● **Source data**:
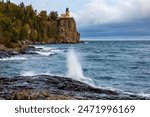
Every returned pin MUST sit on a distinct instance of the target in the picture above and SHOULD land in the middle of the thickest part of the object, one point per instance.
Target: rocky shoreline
(43, 87)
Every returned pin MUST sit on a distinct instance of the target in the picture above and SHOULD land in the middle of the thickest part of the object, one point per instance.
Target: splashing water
(75, 69)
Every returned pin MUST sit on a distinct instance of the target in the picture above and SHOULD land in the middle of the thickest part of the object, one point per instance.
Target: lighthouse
(67, 14)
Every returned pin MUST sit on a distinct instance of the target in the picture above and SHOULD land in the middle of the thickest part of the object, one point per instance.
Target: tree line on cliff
(20, 23)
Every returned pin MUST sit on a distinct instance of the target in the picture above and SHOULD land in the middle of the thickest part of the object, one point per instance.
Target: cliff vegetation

● **Task details**:
Where a picture appears, skip it; repeat everything else in the data exactly.

● **Answer box**:
Every returned pin MUST sit on a distinct instance of the target in the picture above and SHOULD land in the middle of the thickest part of the object, one point per instance.
Target: rocky shoreline
(43, 87)
Every returned pin MUST sit on a distinct instance of the target in the picture above and SHOULD land in the middle of the thickest part of the object, one point per instance.
Target: splashing water
(75, 69)
Every returned pin MUST sit on a distinct instance of the target in the picture above and SHOULD land in the middle of the thickest part of the object, one point per instance.
Target: lighthouse
(67, 14)
Every returned pin MUST sit on a distinct instance of the target in the picture above and SHOULD land in the middle of the thickest part of the object, one point per instance.
Target: tree line on cliff
(20, 23)
Every returned pin MUST sit on a distinct instance of the target in the picture above and SHOULD land in the middle of the thickest part of the object, one point per instance.
Target: cliff vegetation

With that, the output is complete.